● **WHAT IS EXPECTED**: Return all of the lines below exactly as they are.

● **EXERCISE MATERIAL**:
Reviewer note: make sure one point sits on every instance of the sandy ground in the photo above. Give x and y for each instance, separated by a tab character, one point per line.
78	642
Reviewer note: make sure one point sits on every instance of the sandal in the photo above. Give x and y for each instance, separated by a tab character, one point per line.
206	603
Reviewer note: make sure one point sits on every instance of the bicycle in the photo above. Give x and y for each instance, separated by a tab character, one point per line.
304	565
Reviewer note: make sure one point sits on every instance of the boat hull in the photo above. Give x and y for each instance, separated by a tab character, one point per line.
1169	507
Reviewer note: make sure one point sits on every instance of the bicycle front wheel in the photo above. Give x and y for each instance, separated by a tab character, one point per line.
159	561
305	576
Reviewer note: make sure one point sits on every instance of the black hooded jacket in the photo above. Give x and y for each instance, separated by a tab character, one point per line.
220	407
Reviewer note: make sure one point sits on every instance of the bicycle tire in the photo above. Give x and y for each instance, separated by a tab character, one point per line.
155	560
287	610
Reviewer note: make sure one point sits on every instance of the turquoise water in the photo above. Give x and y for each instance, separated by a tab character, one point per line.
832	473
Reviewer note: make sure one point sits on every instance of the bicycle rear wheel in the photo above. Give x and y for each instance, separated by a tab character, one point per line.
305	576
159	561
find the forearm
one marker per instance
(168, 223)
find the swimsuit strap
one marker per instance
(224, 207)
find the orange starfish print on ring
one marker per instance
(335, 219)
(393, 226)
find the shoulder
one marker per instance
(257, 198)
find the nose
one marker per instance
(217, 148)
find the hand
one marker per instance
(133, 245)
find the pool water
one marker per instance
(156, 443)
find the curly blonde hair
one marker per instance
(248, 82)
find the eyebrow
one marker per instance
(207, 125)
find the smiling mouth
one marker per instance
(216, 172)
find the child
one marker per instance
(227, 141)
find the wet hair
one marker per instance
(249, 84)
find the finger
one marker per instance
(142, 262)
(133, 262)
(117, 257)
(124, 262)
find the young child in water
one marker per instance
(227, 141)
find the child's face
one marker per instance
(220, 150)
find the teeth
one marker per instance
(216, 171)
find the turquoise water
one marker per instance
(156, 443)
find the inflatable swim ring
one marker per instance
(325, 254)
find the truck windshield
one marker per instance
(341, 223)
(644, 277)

● **EXPECTED OUTPUT**:
Reviewer note: make sure one point sits on every instance of the sandy ground in the photo above. Give x and y for each instance, separated by a tab character, one point per line.
78	642
Reviewer note: make sure one point sits on every instance of the sandal in the photo above. Give x and y for each instance, separated by a tab character, one point per line.
206	603
Reviewer note: make sure one point sits on every instance of the bicycle in the photo above. Give x and y for each instance, separated by a tab character, one point per line.
304	565
Reviewer note: make sure one point sits on every instance of the boat hull in the photo above. Give x and y for each instance, separated by a tab character, one point per line.
1169	507
Reviewer note: make sure one point sits on every instance of the bicycle front wheel in the photo above. Give x and y for each instance, separated by a tab character, one point per line.
159	561
305	576
Reviewer note: make sure one point sits on every instance of the black hooded jacket in the photo above. Give x and y for each instance, separated by a tab character, one point per line.
220	407
Reviewer note: make sure one point sits on every instance of the bicycle tire in the photo above. Give x and y for each instance, separated by a tab character, one point per line.
155	560
287	610
Reviewer note: make sure one point sits on every instance of the turquoise water in the photo above. Give x and y for each instance, separated by a tab character, one point per line.
832	473
Reviewer note: make sure one point sits on every instance of the bicycle rear wheel in the photo above. Give x and y for each instance, separated by a tab character, one point per line.
305	576
159	561
find the forearm
one marker per instance
(168, 223)
find the swimsuit strap
one marker per instance
(224, 207)
find the orange starfish print on ring
one marker per instance
(335, 219)
(393, 226)
find the shoulder
one marker per instance
(257, 198)
find the nose
one marker per instance
(217, 148)
find the hand
one marker per instance
(133, 245)
find the pool water
one marker per instance
(156, 443)
find the curly blonde hair
one marker per instance
(248, 82)
find the eyebrow
one marker per instance
(207, 125)
find the smiling mouth
one marker per instance
(216, 172)
find the child
one marker per instance
(227, 141)
find the wet hair
one marker per instance
(249, 84)
find the finger
one marker per instance
(142, 262)
(133, 262)
(117, 257)
(124, 262)
find the young child in water
one marker per instance
(227, 141)
find the child's face
one marker per instance
(220, 150)
find the teeth
one marker per instance
(216, 171)
find the turquoise water
one marker per instance
(156, 443)
find the inflatable swim ring
one marker per instance
(325, 254)
find the truck windshield
one marker per instance
(341, 223)
(644, 277)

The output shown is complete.